INSTRUCTIONS FOR THE TASK
Output exactly the lines from the one holding "Target: fluted column" through the final line of the entries.

────────────────────

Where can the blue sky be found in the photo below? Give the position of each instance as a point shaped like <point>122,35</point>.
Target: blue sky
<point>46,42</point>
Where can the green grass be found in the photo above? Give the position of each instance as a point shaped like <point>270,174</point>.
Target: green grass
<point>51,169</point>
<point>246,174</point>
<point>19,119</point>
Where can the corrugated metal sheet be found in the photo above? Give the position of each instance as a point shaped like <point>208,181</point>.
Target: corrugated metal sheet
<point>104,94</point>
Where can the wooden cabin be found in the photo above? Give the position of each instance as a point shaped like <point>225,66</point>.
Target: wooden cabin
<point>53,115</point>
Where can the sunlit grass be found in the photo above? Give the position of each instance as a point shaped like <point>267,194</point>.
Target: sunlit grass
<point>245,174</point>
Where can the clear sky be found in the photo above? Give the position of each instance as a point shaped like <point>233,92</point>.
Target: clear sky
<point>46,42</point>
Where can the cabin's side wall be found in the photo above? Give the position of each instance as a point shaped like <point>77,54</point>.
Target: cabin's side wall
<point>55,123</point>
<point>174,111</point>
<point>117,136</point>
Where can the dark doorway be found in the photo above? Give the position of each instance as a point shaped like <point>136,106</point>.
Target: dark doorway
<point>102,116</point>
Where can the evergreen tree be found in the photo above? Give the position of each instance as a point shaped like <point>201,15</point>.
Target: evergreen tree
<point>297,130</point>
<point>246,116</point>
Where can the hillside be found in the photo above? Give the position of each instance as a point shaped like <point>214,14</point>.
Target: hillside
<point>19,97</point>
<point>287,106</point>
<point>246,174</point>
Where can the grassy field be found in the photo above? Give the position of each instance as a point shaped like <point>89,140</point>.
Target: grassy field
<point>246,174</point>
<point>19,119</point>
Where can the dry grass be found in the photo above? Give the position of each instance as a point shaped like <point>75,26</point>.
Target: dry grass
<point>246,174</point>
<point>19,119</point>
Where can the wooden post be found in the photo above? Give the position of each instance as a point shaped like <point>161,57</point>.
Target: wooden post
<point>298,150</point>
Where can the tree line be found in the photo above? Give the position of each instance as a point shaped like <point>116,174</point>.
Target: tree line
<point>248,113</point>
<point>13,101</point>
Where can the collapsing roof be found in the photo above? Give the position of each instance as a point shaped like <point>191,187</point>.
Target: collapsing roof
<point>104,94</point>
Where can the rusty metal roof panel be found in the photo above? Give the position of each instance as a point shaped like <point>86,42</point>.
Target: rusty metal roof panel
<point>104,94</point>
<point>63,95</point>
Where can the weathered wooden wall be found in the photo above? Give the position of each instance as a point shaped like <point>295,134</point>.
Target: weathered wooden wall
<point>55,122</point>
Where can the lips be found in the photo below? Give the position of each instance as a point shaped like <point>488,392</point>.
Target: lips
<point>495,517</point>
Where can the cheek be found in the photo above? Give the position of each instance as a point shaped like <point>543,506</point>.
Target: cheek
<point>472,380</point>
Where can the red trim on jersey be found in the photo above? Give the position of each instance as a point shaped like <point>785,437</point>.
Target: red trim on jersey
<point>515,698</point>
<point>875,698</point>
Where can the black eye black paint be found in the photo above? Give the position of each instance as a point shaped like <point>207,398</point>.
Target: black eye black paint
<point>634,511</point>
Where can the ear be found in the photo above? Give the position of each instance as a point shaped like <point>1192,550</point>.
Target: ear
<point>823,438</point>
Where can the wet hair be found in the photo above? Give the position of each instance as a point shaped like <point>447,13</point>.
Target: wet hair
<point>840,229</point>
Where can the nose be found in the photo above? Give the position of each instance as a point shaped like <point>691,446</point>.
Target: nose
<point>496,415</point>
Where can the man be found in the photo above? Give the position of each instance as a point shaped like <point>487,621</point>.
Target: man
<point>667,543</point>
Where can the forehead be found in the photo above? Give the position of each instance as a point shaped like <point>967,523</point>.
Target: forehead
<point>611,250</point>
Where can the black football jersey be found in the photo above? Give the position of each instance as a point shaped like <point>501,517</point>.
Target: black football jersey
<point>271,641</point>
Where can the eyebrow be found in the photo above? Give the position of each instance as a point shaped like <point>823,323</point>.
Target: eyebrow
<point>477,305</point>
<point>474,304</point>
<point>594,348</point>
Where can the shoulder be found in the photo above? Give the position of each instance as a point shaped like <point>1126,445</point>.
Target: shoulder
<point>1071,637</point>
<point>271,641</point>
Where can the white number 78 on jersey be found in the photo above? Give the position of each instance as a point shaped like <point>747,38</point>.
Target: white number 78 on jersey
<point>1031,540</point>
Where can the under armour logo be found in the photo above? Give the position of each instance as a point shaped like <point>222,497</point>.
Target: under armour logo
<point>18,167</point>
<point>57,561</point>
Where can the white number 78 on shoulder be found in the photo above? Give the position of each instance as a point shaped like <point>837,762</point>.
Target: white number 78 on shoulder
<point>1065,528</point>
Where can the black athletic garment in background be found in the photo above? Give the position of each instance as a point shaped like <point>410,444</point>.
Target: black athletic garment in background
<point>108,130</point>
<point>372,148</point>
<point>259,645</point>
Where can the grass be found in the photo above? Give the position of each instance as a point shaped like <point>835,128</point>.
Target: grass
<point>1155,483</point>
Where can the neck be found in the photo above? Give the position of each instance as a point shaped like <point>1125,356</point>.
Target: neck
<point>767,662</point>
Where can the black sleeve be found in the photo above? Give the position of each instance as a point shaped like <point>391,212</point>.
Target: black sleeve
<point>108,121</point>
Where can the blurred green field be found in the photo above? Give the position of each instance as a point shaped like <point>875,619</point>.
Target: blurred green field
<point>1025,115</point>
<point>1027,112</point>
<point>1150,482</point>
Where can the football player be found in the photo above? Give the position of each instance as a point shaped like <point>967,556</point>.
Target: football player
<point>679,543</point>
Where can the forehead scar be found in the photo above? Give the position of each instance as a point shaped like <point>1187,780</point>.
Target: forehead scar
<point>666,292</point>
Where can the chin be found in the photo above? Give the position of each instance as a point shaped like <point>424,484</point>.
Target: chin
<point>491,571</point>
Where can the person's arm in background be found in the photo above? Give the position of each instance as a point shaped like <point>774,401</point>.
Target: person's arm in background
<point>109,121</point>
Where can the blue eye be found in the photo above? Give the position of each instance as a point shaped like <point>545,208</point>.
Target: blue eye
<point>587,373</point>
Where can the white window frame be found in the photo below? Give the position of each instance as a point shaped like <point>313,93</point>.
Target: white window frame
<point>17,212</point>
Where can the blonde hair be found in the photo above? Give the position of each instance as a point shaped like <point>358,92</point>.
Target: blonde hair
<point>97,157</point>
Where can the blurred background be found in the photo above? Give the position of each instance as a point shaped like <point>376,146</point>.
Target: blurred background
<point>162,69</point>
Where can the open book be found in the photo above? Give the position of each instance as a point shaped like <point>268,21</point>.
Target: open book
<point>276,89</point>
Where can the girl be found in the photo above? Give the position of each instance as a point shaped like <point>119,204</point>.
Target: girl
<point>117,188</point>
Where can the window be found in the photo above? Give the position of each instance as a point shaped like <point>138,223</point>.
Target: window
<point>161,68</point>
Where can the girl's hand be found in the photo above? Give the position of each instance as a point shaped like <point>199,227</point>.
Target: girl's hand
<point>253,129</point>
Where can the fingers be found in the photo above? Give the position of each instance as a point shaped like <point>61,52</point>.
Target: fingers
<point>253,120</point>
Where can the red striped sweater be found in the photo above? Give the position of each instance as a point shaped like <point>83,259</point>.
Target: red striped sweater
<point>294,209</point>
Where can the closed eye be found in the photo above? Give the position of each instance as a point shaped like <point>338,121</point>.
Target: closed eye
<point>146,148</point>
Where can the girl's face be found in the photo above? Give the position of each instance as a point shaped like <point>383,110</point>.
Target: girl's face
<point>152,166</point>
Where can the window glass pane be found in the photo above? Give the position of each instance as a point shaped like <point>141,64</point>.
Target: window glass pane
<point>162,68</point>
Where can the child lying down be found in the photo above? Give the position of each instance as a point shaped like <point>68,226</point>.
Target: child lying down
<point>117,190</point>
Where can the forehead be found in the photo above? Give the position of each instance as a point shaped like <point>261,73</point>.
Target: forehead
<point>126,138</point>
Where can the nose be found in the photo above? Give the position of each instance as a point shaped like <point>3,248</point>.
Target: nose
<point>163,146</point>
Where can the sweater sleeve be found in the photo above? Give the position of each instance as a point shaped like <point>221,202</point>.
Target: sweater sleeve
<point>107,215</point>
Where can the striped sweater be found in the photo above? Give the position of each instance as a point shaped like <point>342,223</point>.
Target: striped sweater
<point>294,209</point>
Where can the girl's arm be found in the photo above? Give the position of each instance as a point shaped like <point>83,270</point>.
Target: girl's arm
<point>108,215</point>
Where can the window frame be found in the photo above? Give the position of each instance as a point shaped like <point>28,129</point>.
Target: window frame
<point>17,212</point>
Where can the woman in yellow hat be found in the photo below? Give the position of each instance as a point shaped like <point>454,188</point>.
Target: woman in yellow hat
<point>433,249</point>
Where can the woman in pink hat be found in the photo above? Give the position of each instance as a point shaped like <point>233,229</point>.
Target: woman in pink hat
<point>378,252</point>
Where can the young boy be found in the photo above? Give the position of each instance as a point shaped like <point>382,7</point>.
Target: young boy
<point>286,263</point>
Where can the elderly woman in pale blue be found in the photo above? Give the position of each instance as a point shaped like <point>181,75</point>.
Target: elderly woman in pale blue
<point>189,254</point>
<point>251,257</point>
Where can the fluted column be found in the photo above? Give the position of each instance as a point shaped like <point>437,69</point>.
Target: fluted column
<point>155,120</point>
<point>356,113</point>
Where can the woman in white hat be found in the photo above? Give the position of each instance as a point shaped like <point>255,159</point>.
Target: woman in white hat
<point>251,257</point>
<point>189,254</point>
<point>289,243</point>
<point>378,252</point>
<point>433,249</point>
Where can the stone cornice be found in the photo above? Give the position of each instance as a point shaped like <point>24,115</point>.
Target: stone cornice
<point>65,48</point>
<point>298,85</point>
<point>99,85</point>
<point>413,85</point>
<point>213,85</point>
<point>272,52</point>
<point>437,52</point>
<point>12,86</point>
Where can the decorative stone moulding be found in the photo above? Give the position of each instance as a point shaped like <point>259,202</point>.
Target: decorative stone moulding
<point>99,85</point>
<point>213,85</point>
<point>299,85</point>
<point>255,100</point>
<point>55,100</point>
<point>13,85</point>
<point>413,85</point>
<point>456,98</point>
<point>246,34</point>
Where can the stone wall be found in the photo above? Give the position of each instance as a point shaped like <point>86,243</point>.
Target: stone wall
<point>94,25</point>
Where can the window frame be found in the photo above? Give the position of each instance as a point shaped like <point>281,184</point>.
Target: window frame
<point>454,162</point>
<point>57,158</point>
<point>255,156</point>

────────────────────

ANSWER TO THIS TASK
Target: fluted column
<point>155,120</point>
<point>356,113</point>
Where can the woman in white hat be found in the photo above? Give the position of each instance as a point shaped like <point>255,159</point>.
Target: woman in white hat
<point>251,257</point>
<point>189,254</point>
<point>289,243</point>
<point>378,252</point>
<point>433,249</point>
Where can the stone cornice be found in the photo above? Give the position of each instance as a point shaped like <point>24,115</point>.
Target: stone cornice
<point>65,48</point>
<point>298,85</point>
<point>99,85</point>
<point>413,85</point>
<point>213,85</point>
<point>272,52</point>
<point>437,52</point>
<point>12,86</point>
Where can the decorative stone moulding be found in the photo above? Give the position of each instance as a point shaped like <point>259,202</point>.
Target: decorative stone moulding
<point>99,85</point>
<point>213,85</point>
<point>299,85</point>
<point>255,100</point>
<point>55,100</point>
<point>13,85</point>
<point>413,85</point>
<point>456,98</point>
<point>246,34</point>
Where can the stone wall be found in the photo above? Give the position of each instance as a point shaped like <point>86,243</point>.
Target: stone wall
<point>94,25</point>
Where can the window frame be found in the photo above? Give the position of each instance as a point shaped like <point>281,184</point>.
Target: window frame
<point>454,162</point>
<point>57,158</point>
<point>255,156</point>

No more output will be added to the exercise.